▶ [Aim of the exercise]: Render the material below as a Markdown table with the columns Row and Line. Give each nonblank line its own row, numbered in order.

▶ [Given information]:
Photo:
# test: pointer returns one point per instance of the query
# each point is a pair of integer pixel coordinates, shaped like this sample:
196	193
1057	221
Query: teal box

▶ [Task result]:
| Row | Line |
|---|---|
| 1 | Photo: |
| 2 | # test: pointer returns one point per instance of the query |
| 3 | # each point is a pair of integer pixel coordinates, shaped like this sample: |
| 4 | 196	193 |
| 5 | 1057	221 |
| 6 | Query: teal box |